== FRAGMENTO DE LECTURA ==
Las animo a tener ese hijo y a buscar soluciones. La gran
mayoría reaccionan bien; y cuando dan a luz se encuentran tan felices que no
quieren pensar siquiera en lo que me plantearon en aquellos momentos de
confusión.
Este cambio radical de nuestras vidas ha sorprendido a muchas
personas. Nos han invitado a hablar en el Parlamento y hemos estado en lugares
diversos explicando, con razones científicas, nuestra postura.
Estamos impulsando un movimiento a favor de la vida en toda
Letonia, que va dando fruto, porque hasta hace poco tiempo, en este país, la
cuestión del aborto parecía pacíficamente aceptada por todos. Era la
consecuencia de tantos años de
indoctrinación ideológica. Ahora se ha producido una especie de
despertar: muchos ginecólogos se están replanteando la cuestión y se ha abierto
un debate en la opinión pública
En cada aborto hay una vida que late con fuerza en el seno de
una madre y una mano que la interrumpe bruscamente, sirviéndose de un
instrumento de muerte.
En nuestra historia, ha sucedido al contrario: cuando todo
nos abocaba a la destrucción, propia y ajena, ha intervenido una mano que nos
ha salvado de repente.

== MATERIAL PROPORCIONADO ==
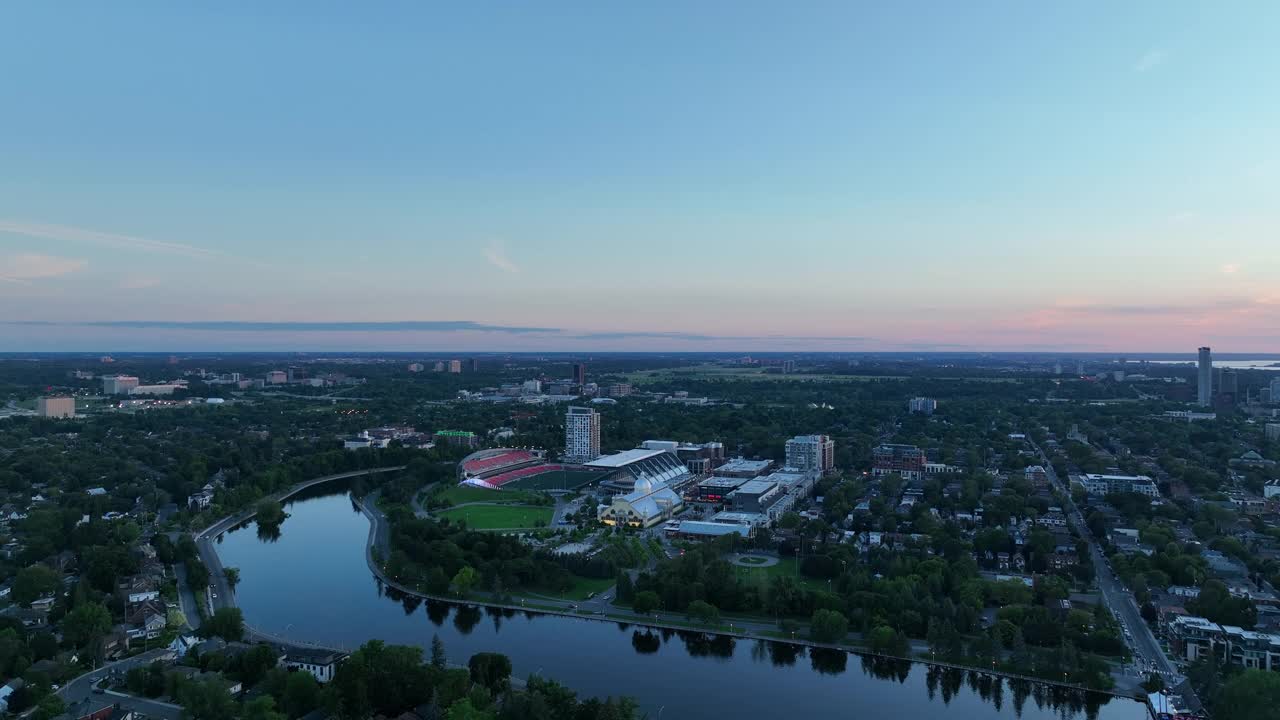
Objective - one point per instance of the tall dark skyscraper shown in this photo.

== EJERCICIO ==
Reproduce sin cambios el pasaje del fragmento de lectura que va desde "En nuestra historia, ha" hasta "salvado de repente.", ambos incluidos.

== ESPACIO DE RESPUESTA ==
En nuestra historia, ha sucedido al contrario: cuando todo
nos abocaba a la destrucción, propia y ajena, ha intervenido una mano que nos
ha salvado de repente.